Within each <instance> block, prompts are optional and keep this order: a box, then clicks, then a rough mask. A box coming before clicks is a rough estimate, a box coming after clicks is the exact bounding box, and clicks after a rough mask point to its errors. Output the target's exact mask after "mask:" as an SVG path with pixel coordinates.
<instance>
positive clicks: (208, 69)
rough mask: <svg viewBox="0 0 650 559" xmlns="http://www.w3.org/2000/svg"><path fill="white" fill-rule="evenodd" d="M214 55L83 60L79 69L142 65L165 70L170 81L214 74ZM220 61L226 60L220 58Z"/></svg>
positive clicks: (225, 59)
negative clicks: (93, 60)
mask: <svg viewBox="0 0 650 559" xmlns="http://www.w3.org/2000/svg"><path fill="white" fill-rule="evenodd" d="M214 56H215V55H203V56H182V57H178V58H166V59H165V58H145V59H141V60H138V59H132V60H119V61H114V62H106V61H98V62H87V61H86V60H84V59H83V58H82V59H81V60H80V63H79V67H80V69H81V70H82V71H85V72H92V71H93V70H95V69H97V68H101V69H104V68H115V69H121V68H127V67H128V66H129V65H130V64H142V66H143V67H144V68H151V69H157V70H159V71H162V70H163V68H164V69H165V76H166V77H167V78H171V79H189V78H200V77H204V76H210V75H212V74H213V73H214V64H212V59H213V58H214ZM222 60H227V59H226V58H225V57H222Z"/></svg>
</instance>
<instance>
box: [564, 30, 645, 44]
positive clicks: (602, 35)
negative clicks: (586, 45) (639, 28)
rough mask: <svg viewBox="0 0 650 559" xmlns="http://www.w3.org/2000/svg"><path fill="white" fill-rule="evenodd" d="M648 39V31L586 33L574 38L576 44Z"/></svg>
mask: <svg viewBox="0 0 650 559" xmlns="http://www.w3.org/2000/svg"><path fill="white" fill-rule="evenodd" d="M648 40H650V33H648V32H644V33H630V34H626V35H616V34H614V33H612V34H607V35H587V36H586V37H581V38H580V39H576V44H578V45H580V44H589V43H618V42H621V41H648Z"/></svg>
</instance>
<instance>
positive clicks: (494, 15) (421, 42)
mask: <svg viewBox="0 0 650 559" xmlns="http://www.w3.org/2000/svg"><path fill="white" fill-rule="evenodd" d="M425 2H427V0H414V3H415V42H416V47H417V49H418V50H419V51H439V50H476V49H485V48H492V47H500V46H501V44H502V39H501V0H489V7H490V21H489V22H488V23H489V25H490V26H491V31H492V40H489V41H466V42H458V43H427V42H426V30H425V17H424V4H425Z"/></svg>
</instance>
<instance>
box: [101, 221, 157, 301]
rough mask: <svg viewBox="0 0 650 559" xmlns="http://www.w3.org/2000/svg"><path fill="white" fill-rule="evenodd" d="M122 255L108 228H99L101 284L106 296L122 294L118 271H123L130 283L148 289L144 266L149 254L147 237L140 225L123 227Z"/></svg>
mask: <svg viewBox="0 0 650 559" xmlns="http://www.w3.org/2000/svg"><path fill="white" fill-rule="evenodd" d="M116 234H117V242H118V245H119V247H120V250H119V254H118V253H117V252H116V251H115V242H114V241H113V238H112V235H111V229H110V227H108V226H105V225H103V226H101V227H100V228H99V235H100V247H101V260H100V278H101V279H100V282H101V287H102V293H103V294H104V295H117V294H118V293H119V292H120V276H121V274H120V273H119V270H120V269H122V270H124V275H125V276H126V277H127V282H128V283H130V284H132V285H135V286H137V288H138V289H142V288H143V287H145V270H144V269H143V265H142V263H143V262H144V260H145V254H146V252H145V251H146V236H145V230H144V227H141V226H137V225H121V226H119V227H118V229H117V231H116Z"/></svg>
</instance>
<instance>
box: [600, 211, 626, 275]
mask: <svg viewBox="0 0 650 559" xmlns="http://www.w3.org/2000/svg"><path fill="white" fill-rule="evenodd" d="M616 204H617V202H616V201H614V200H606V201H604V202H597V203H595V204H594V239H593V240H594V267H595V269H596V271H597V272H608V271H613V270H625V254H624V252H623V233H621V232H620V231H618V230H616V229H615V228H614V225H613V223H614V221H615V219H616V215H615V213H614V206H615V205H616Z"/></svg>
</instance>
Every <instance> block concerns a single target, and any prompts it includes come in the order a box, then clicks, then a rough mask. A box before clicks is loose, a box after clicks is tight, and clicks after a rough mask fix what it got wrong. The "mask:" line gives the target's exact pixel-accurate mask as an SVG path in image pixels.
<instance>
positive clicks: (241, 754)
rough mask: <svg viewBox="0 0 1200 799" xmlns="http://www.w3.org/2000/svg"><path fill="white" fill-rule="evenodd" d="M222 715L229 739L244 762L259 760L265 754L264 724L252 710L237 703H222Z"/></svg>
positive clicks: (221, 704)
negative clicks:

WHAT YOU NEED TO DO:
Update the material by changing every "rough mask" to "coarse mask" and leaving everything else as it is.

RESULT OF THE TASK:
Within each <instance> block, prompts are optional and keep this order: a box, then clicks, then a coarse mask. A box coming before clicks is a rough estimate, a box coming after clicks is the exact bounding box, and clicks after a coarse mask point to its errors. Output the target's exact mask after "mask:" as an SVG path with pixel coordinates.
<instance>
positive clicks: (208, 69)
coarse mask: <svg viewBox="0 0 650 559" xmlns="http://www.w3.org/2000/svg"><path fill="white" fill-rule="evenodd" d="M214 55L83 60L79 69L142 65L165 70L170 81L214 74ZM220 61L226 60L220 58Z"/></svg>
positive clicks: (225, 59)
negative clicks: (93, 60)
mask: <svg viewBox="0 0 650 559" xmlns="http://www.w3.org/2000/svg"><path fill="white" fill-rule="evenodd" d="M214 56H215V55H203V56H182V57H178V58H166V59H165V58H145V59H141V60H138V59H132V60H119V61H114V62H106V61H98V62H87V61H86V60H84V59H83V58H82V59H81V60H80V63H79V67H80V69H81V70H82V71H85V72H92V71H93V70H95V69H97V68H101V69H104V68H115V69H121V68H127V67H128V66H129V65H130V64H142V66H143V67H144V68H151V69H157V70H159V71H162V70H163V68H164V69H165V76H166V77H167V78H171V79H189V78H200V77H204V76H210V75H212V74H213V73H214V64H212V59H213V58H214ZM222 60H227V59H226V58H225V57H222Z"/></svg>
</instance>
<instance>
box: [564, 30, 645, 44]
positive clicks: (602, 35)
negative clicks: (586, 45) (639, 28)
coarse mask: <svg viewBox="0 0 650 559" xmlns="http://www.w3.org/2000/svg"><path fill="white" fill-rule="evenodd" d="M648 39V31L586 33L574 38L576 44Z"/></svg>
mask: <svg viewBox="0 0 650 559" xmlns="http://www.w3.org/2000/svg"><path fill="white" fill-rule="evenodd" d="M648 40H650V33H648V32H644V33H630V34H626V35H616V34H614V33H612V34H607V35H587V36H586V37H581V38H580V39H576V44H578V45H580V44H589V43H618V42H621V41H648Z"/></svg>
</instance>
<instance>
positive clicks: (494, 15) (421, 42)
mask: <svg viewBox="0 0 650 559" xmlns="http://www.w3.org/2000/svg"><path fill="white" fill-rule="evenodd" d="M425 2H427V0H414V3H415V42H416V47H417V49H418V50H419V51H439V50H476V49H485V48H492V47H500V46H501V44H502V39H501V0H489V7H490V21H489V22H488V23H489V25H490V26H491V31H492V40H489V41H466V42H458V43H427V42H426V30H425V17H424V4H425Z"/></svg>
</instance>
<instance>
box: [101, 221, 157, 301]
coarse mask: <svg viewBox="0 0 650 559" xmlns="http://www.w3.org/2000/svg"><path fill="white" fill-rule="evenodd" d="M122 255L108 228H99L101 284L106 296L122 294L118 271H123L130 283L148 289L144 266L149 254L147 237L140 225L123 227Z"/></svg>
mask: <svg viewBox="0 0 650 559" xmlns="http://www.w3.org/2000/svg"><path fill="white" fill-rule="evenodd" d="M116 234H117V242H118V245H119V247H120V250H119V254H118V253H117V252H116V251H115V242H114V241H113V238H112V235H111V229H110V227H108V226H105V225H103V226H101V227H100V228H99V235H100V247H101V260H100V278H101V279H100V282H101V287H102V293H103V294H104V295H117V294H118V293H119V292H120V276H121V274H120V273H119V270H120V269H122V270H124V275H125V276H126V277H127V282H128V283H130V284H132V285H135V286H137V288H138V289H142V288H143V287H145V270H144V269H143V265H142V263H143V262H144V260H145V254H146V252H145V251H146V236H145V230H144V227H141V226H137V225H121V226H119V227H118V229H117V231H116Z"/></svg>
</instance>
<instance>
box: [600, 211, 626, 275]
mask: <svg viewBox="0 0 650 559" xmlns="http://www.w3.org/2000/svg"><path fill="white" fill-rule="evenodd" d="M616 204H617V202H616V201H614V200H606V201H604V202H597V203H595V204H594V239H593V240H594V267H595V269H596V271H597V272H608V271H613V270H625V254H624V252H623V233H621V232H620V231H618V230H616V229H615V228H614V225H613V223H614V221H615V219H616V215H615V213H614V206H615V205H616Z"/></svg>
</instance>
Every <instance> block concerns a single target, and any prompts it includes come in the order a box, then clicks, then a coarse mask. A box before clicks is loose, a box after clicks is tight, and clicks after a coarse mask fix what it got wrong. The "mask:" line gives the target's exact pixel-accurate mask as an SVG path in image pixels.
<instance>
positive clicks: (241, 754)
coarse mask: <svg viewBox="0 0 1200 799" xmlns="http://www.w3.org/2000/svg"><path fill="white" fill-rule="evenodd" d="M222 715L229 739L244 762L259 760L265 754L264 724L252 710L237 703H222Z"/></svg>
positive clicks: (221, 704)
negative clicks:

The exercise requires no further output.